Little girls grow up dreaming about their perfect wedding. Teens and young adult read bridal magazines and daydream of the day when they will walk down the aisle to marry the man of their dreams. Women of all ages enjoy the romance and beauty of a wedding. Sometimes, however, that storybook, fairy tale wedding didn’t happen. Some couples wed in a civil ceremony or something didn’t go according to plan. Maybe the photographer made a major mistake, one of the groomsmen didn’t show up, a bridesmaid threw a jealous fit or a family member made a scene. Sometimes couples getting married can’t afford the wedding they would like and sometimes couples feel closer after a few years of marriage.
Renewing wedding vows has become an important part of our culture. And there many diverse reasons why couples may choose to renew their vows.
One reason is that the first wedding, as indicated, wasn’t perfect so they want to recreate the dream wedding that became a nightmare.
Another reason is that couples didn’t have a formal wedding the first time around. Or, for some, faith may be an issue. Some Catholic couples who opted for a wedding outside their faith find that in a few years that they wish to have a Church blessed ceremony. Or, some Catholics may have been previously married or have a spouse who was divorced and can’t have a true church wedding until an annulment of the earlier vows has been approved.
Some couples choose an anniversary or a milestone to renew their wedding vows. Whether it’s the first, fifth, tenth, twenty-fifth or Golden 50th Anniversary, couples often decide to renew their vows and celebrate their love on their anniversary. Others may choose to renew their vows after the birth or a child or after triumphing over one of life’s many obstacles. Some survivors – whether from a tragic accident or a disease like cancer – want to renew their vows to celebrate their second chance at life. Military couples may want to renew vows after one of the spouses returns home from a long deployment or renew vows to have the kind of wedding they wanted but didn’t have the first time.
The renewal of wedding vows sometimes happens so that a family member absent at the first ceremony can be on hand as well.
Once a couple has decided that they want to renew their wedding vows, the choices of how to do this can be almost endless. A renewal of vows can be as elaborate as any wedding. Brides can opt for a full white gown and veil, grooms for tuxedos, and a church ceremony with attendants and reception following. By the same token, receptions can be just as elaborate as the couple wants with a full multi-tiered cake, a formal dinner, a live band, dancing, and even a honeymoon.

Records from a dataset
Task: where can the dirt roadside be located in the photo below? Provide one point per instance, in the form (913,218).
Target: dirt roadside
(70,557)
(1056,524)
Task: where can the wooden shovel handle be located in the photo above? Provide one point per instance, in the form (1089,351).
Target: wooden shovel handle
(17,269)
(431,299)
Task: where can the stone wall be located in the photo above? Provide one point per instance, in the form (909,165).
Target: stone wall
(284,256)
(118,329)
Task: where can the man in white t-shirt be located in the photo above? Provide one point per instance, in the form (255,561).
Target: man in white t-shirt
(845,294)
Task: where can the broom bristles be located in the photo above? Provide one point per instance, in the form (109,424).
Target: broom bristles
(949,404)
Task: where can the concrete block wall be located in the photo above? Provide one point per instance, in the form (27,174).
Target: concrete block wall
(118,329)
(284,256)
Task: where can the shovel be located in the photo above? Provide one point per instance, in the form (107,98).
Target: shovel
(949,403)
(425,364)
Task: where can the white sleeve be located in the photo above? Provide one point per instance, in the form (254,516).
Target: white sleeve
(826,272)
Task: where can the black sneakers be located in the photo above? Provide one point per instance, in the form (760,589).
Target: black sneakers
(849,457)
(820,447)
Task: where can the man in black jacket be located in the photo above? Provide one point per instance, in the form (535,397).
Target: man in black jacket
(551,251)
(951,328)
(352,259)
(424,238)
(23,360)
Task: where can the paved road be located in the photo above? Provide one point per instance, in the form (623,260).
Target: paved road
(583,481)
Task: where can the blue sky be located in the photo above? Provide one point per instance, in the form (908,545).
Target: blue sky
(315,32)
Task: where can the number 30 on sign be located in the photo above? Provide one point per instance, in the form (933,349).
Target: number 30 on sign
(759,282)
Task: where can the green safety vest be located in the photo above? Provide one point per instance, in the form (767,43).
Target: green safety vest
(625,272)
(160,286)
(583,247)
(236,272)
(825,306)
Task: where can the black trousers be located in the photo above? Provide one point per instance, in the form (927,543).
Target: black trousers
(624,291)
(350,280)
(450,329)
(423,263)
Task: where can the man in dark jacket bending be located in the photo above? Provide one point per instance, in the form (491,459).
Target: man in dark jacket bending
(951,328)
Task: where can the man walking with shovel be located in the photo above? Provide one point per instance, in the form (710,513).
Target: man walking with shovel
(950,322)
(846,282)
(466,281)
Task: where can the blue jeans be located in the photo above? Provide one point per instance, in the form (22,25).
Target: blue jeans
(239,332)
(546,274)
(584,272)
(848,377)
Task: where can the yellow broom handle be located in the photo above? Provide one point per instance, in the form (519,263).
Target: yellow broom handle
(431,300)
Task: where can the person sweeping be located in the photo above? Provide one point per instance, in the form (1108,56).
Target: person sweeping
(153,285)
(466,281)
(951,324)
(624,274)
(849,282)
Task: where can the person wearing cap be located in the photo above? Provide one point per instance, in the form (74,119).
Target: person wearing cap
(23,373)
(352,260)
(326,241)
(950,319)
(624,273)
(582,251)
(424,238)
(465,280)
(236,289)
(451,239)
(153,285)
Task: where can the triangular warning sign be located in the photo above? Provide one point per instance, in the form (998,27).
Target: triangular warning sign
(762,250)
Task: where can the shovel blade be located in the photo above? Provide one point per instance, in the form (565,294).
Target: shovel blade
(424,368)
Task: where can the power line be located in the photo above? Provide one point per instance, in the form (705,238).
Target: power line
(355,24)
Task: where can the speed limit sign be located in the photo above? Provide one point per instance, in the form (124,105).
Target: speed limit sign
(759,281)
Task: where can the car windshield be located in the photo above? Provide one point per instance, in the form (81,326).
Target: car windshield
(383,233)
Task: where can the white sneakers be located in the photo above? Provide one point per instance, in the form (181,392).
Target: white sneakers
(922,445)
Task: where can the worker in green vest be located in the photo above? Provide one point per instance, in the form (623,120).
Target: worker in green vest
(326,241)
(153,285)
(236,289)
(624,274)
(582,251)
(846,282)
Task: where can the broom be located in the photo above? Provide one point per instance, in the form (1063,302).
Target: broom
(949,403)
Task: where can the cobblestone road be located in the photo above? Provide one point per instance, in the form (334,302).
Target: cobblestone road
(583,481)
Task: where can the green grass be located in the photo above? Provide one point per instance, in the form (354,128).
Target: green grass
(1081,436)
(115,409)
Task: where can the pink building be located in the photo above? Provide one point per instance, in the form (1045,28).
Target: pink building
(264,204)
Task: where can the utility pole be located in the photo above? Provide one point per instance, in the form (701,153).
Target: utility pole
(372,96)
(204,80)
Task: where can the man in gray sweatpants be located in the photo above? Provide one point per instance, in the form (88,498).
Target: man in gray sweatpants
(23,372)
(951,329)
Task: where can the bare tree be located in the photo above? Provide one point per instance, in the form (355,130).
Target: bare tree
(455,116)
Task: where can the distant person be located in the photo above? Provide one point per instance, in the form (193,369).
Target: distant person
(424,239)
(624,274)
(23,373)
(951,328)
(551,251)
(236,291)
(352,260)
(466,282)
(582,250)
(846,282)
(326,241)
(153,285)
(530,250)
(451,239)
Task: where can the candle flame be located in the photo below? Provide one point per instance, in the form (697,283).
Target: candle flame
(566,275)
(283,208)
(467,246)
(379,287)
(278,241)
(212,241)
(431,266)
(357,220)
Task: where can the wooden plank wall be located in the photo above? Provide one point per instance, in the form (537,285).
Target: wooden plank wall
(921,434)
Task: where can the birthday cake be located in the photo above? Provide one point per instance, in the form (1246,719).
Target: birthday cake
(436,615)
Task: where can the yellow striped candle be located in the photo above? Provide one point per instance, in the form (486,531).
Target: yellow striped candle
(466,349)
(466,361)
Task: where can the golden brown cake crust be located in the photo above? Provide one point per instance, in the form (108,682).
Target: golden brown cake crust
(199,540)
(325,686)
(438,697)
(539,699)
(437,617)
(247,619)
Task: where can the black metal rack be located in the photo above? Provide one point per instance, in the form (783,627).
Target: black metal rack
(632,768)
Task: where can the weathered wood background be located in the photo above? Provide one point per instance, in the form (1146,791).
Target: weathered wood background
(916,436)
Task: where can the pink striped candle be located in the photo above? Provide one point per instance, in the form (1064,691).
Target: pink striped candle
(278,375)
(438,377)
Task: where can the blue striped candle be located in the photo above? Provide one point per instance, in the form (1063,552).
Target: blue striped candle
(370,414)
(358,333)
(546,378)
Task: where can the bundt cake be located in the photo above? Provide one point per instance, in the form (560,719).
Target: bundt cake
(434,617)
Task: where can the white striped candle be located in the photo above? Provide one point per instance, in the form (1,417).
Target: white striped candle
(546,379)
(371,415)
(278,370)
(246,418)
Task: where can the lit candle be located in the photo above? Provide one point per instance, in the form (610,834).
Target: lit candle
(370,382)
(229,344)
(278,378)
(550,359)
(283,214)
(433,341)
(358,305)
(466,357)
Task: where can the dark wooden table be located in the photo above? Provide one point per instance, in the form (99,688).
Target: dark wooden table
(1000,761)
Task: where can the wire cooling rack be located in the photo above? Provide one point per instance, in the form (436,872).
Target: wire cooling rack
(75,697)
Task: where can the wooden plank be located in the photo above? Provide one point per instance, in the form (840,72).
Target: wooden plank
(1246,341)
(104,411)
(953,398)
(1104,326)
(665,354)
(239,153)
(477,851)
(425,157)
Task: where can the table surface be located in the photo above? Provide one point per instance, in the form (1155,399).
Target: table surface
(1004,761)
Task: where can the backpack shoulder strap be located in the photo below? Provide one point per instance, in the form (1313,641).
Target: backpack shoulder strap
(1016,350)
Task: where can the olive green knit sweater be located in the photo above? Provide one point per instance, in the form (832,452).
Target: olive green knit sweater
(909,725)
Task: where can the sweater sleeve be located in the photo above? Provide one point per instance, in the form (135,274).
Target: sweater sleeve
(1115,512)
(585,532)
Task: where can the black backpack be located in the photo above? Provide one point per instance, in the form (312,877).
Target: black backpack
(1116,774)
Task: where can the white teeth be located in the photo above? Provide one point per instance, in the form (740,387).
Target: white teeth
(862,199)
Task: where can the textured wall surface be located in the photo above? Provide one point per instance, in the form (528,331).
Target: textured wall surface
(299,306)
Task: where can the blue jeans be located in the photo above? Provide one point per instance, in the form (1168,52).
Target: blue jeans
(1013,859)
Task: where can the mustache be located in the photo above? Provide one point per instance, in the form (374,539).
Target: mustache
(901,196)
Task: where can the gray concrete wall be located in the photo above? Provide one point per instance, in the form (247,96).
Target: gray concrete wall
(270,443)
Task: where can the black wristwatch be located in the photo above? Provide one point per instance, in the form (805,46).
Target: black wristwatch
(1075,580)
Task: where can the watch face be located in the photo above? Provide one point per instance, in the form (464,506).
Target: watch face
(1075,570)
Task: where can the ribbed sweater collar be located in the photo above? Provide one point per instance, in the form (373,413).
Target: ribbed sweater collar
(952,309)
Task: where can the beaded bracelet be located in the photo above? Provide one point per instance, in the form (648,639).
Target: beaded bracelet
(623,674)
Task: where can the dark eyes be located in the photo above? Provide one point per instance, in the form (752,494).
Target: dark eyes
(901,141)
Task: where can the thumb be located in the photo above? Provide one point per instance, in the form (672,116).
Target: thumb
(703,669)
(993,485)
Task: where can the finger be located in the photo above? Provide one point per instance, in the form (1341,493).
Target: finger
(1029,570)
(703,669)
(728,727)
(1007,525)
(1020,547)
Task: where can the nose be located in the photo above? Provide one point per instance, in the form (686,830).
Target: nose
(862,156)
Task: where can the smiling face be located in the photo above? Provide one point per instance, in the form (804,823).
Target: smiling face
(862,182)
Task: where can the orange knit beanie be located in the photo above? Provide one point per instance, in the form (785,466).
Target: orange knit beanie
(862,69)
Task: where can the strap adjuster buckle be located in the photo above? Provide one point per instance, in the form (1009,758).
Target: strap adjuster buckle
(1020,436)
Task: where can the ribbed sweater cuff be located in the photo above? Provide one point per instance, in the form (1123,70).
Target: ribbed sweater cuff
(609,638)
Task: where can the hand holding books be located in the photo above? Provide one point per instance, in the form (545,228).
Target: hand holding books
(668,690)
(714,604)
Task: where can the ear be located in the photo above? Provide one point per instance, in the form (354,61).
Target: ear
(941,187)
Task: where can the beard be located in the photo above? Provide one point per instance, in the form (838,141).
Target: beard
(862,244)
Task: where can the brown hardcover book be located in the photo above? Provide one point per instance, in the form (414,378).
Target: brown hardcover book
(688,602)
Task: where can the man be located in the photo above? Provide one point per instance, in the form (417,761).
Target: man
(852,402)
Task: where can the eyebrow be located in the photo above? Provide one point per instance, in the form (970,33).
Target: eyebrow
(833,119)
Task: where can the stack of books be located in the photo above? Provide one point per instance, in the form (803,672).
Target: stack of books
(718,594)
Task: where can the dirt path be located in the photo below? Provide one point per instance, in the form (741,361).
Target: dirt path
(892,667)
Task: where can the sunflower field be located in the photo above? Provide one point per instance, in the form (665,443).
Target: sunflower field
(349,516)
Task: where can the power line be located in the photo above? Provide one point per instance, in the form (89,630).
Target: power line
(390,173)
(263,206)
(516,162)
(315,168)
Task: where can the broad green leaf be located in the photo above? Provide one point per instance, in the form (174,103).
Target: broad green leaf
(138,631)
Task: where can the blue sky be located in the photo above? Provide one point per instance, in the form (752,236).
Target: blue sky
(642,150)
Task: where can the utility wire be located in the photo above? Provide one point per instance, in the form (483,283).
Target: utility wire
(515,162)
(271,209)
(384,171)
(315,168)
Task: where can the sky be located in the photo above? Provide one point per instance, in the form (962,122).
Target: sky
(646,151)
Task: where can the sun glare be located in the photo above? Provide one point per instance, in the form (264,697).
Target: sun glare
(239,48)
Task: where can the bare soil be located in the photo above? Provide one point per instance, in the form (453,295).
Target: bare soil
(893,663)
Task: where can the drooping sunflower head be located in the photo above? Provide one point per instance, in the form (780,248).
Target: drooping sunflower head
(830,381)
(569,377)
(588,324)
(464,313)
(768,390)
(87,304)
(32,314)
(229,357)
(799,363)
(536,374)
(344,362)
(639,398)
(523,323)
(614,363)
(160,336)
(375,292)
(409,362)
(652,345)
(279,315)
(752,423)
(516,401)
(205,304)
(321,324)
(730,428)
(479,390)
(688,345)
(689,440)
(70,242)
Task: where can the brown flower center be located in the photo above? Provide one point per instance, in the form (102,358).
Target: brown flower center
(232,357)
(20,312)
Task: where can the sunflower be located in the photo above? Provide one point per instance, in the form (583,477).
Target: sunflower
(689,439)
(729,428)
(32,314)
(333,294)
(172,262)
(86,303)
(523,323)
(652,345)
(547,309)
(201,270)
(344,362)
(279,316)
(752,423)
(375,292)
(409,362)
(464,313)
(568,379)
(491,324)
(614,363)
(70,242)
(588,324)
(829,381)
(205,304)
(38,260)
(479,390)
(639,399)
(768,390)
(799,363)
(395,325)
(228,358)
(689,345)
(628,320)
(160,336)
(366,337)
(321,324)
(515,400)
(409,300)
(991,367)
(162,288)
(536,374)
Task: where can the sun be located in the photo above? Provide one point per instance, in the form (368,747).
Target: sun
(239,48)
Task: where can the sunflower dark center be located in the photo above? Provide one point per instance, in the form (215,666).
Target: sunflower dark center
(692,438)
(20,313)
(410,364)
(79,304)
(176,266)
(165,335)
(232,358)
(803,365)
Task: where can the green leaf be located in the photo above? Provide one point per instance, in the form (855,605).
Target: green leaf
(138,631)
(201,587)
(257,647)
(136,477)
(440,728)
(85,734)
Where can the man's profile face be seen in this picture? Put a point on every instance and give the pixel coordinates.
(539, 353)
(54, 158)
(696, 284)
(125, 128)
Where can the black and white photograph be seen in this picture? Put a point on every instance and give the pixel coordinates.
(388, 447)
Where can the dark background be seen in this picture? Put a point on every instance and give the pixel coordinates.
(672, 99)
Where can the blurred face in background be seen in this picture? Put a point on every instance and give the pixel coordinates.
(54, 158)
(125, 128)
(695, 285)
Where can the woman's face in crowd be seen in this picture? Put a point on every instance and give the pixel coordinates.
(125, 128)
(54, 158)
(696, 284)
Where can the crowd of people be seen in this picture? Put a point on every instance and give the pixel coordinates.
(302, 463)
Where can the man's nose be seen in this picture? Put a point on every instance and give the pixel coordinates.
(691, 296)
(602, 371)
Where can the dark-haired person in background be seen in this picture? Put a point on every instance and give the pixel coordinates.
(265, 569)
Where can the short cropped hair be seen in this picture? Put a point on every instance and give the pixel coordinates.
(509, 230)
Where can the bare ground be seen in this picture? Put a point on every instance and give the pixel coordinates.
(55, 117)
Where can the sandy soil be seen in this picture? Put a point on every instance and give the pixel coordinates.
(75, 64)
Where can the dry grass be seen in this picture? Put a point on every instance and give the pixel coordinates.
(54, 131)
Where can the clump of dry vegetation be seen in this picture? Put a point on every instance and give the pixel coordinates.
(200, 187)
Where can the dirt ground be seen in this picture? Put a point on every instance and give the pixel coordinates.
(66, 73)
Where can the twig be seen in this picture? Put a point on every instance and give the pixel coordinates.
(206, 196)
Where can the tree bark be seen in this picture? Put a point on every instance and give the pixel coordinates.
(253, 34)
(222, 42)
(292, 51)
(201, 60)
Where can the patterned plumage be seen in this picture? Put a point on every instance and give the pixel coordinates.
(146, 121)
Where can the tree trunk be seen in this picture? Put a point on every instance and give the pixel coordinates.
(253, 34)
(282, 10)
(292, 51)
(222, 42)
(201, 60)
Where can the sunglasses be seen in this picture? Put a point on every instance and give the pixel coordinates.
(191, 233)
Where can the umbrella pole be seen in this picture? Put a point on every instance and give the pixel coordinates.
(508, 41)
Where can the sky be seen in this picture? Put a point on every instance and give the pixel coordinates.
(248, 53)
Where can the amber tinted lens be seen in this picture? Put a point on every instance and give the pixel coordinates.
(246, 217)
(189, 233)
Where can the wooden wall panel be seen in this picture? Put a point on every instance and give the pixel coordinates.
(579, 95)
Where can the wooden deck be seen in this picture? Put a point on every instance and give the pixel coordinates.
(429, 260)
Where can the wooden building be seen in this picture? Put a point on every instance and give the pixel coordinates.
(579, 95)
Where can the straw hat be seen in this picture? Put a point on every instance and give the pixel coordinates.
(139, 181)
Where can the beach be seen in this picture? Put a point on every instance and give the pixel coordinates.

Instructions |
1 - According to the text on renewing wedding vows, why are some Catholics unable to have a true church wedding right away?
2 - Translate this sentence from the text on renewing wedding vows into Spanish: "A renewal of vows can be as elaborate as any wedding."

Solutions to each task |
1 - They may have been married before, or their spouse may have been divorced. They cannot have a true church wedding until an annulment of the earlier vows has been approved.

2 - Una renovación de votos puede ser tan elaborada como cualquier boda.